Entries supplied START
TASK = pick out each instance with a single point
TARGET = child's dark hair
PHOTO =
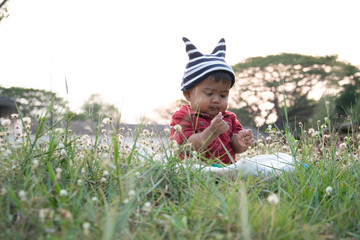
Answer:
(222, 76)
Entries supplied END
Only the pictures are to be left out; copy all the remaining material above exactly.

* **Solved problem**:
TASK = pick out each instance with a single point
TARGET = child's dark hair
PHOTO =
Answer:
(222, 76)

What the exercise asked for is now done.